_Aim of the exercise_:
Write out the items below word for word, keeping each line as it stands.

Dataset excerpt
— begin —
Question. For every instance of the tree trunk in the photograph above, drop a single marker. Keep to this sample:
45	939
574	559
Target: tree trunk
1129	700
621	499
— end —
_Completed task_:
Question. For every instance of the tree trunk in the photograph above, drop a single marker. Keep to this sample:
45	939
574	559
Target: tree trunk
1129	700
621	499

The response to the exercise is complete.